TEKS PILIHAN:
Tanimbar (pilar.id) – Permasalahan kelistrikan di Tanimbar dan wilayah Maluku secara umum, telah menjadi tantangan panjang. Meskipun telah melewati 78 tahun masa kemerdekaan, sejumlah desa di Maluku dan Tanimbar masih belum terlayani oleh listrik pemerintah.
Pada tahun 2016, tingkat elektrifikasi di Maluku baru mencapai sekitar 60 persen, tetapi hari ini kita tengah menuju angka 93 persen. Dengan pengoperasian 37 Pembangkit Listrik Tenaga Diesel (PLTD) tambahan, angka ini bisa mencapai 96 persen.
“Perjuangan ini bukanlah hal yang mudah,” kata Mercy Barends, Anggota Komisi VII DPR RI, ketika meresmikan PLTD di Desa Makatian, Kecamatan Wermaktian, Kabupaten Kepulauan Tanimbar, pada Senin (7/8/2023).
“Berkaitan dengan keadilan energi, yang ada di ujung Jakarta harus setara dengan yang ada di ujung-ujung Tanimbar,” tambahnya dengan harapan.
Barends juga menyoroti bahwa ketidaksetaraan energi terjadi, dimana di beberapa wilayah seperti Sumatera dan Kalimantan terdapat pasokan energi berlebih, sementara di kawasan Timur Indonesia yang termasuk dalam kategori Daerah 3T (Tertinggal, Terdepan, Terluar), masih banyak yang belum mendapatkan pasokan listrik. “Selama 78 tahun, kami belum melihat listrik di wilayah ini, dan ini menjadi hal yang sangat ironis bagi saya,” ungkapnya.
Menurut Barends, salah satu kebutuhan mendesak bagi masyarakat di pelosok Tanimbar dan Maluku adalah pasokan listrik. Ia mengilustrasikan bahwa saat ia berkunjung ke Tanimbar, hampir semua masyarakat menyampaikan keluhan terkait listrik.
“Setiap kali saya kunjungi Molu Maru atau Yaru, warga mengeluhkan satu hal yang sama: listrik. Mereka bertanya, mengapa sampai hari ini mesin listrik belum datang padahal tiang dan jaringan listrik sudah terpasang?” ujar wanita yang merupakan lulusan Universitas Pattimura Ambon ini.
Barends juga mengingatkan tentang surat edaran Kementerian Energi dan Sumber Daya Mineral (ESDM) tahun 2017, yang mencanangkan moratorium pembelian satuan pembangkit diesel (SPD). Hal ini didasarkan pada transisi energi dari sumber fosil ke energi hijau yang lebih bersih, seperti energi gas.

(Cuplikan dataset anotasi lokasi)
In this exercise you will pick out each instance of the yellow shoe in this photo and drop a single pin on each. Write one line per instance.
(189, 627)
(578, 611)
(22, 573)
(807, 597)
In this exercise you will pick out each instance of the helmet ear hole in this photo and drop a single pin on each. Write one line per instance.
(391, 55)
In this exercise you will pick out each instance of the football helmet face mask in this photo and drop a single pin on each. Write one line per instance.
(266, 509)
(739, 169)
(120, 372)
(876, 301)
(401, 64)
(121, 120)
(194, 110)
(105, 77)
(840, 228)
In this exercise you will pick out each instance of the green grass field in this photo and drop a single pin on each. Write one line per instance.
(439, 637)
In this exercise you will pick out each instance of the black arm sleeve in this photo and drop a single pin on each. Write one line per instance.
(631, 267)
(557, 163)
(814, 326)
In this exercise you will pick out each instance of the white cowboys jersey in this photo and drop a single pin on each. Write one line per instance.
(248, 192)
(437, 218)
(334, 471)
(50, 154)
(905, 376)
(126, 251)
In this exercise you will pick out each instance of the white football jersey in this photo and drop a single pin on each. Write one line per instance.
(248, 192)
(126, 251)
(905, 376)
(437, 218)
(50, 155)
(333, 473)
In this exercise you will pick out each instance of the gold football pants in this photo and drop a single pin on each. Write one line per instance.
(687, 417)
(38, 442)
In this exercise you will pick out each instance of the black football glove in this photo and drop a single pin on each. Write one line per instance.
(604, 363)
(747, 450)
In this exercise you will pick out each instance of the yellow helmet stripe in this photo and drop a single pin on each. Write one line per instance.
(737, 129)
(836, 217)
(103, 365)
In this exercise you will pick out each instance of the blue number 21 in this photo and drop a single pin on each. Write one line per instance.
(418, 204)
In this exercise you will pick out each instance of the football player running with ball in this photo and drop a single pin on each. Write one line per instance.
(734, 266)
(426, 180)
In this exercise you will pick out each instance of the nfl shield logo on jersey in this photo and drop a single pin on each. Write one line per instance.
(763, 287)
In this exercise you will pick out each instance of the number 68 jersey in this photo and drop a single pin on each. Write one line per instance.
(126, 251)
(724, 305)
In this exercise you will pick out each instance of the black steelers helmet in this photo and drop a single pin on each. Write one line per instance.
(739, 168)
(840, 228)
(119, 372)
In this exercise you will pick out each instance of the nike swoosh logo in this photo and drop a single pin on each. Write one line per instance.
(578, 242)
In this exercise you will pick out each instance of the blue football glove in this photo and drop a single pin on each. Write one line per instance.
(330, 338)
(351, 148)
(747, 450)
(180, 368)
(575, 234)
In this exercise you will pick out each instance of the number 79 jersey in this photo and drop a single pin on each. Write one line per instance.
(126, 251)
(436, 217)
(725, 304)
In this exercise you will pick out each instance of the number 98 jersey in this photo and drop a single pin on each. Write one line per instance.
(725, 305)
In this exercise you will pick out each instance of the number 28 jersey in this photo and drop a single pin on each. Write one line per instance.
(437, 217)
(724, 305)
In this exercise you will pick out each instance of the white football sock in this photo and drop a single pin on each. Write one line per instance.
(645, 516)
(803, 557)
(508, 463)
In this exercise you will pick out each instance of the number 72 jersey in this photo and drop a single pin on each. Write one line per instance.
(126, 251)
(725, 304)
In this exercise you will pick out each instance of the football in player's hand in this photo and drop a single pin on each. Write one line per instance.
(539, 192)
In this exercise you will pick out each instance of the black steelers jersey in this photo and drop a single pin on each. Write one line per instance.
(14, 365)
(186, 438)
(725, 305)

PERINTAH 1: Ubah bagian teks tentang kelistrikan Tanimbar yang dimulai dengan kata-kata "Pada tahun 2016, tingkat" dan berakhir dengan "mencapai 96 persen." dengan mengganti "tingkat elektrifikasi" menjadi "rasio elektrifikasi", lalu tuliskan hasilnya.
PERINTAH 2:
Jawablah pertanyaan berikut berdasarkan teks tentang kelistrikan Tanimbar.
(a) Berapa tingkat elektrifikasi di Maluku pada tahun 2016?
(b) Di desa mana Mercy Barends meresmikan PLTD?
(c) Pada tahun berapa surat edaran Kementerian ESDM tentang moratorium pembelian satuan pembangkit diesel dikeluarkan?

HASIL YANG DIHARAPKAN 1:
Pada tahun 2016, rasio elektrifikasi di Maluku baru mencapai sekitar 60 persen, tetapi hari ini kita tengah menuju angka 93 persen. Dengan pengoperasian 37 Pembangkit Listrik Tenaga Diesel (PLTD) tambahan, angka ini bisa mencapai 96 persen.

HASIL YANG DIHARAPKAN 2:
(a) Sekitar 60 persen.
(b) Desa Makatian, Kecamatan Wermaktian, Kabupaten Kepulauan Tanimbar.
(c) Tahun 2017.